If a line of the listing contains the string "BATCH", return that line.

───── AVAILABLE RECORDS ─────

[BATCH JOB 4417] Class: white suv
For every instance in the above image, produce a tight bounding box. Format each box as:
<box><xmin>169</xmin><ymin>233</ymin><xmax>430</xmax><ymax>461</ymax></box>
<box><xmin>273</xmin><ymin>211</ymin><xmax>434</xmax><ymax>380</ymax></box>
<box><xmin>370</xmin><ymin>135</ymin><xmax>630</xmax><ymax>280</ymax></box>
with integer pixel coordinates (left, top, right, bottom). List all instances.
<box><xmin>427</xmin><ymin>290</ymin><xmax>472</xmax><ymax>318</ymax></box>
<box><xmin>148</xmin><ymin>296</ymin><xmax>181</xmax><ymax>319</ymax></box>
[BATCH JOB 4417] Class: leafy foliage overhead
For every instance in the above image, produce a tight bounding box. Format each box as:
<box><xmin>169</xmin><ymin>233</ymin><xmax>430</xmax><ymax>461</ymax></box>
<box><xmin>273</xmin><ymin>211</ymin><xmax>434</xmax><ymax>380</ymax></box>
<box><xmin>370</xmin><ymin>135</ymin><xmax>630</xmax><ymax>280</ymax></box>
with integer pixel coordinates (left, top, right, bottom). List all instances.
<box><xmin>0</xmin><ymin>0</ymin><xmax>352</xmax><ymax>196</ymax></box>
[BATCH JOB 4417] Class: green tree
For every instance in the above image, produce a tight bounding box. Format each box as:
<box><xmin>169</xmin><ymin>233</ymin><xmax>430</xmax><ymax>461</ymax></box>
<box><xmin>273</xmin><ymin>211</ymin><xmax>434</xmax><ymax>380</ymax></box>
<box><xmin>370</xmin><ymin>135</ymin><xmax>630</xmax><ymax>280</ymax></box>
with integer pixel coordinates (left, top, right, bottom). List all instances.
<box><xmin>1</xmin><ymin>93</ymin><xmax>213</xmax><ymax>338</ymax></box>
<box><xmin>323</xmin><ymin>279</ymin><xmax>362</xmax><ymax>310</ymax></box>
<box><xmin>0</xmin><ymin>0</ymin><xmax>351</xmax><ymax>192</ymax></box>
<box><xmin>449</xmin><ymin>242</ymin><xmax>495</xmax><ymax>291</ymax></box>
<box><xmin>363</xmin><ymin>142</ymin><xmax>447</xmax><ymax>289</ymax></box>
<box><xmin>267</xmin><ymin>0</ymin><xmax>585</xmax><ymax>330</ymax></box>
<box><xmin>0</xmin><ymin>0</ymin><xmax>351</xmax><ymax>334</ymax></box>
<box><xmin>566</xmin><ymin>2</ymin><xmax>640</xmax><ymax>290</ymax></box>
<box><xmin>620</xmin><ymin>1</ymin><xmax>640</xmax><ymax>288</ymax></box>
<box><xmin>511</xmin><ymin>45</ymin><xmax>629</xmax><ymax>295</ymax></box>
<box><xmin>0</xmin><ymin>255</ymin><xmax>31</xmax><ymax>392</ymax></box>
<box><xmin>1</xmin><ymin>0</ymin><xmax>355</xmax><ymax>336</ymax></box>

─────

--- ANSWER AREA ---
[BATCH JOB 4417] Class: white suv
[BATCH JOB 4417] Class: leafy foliage overhead
[BATCH JOB 4417] Class: green tree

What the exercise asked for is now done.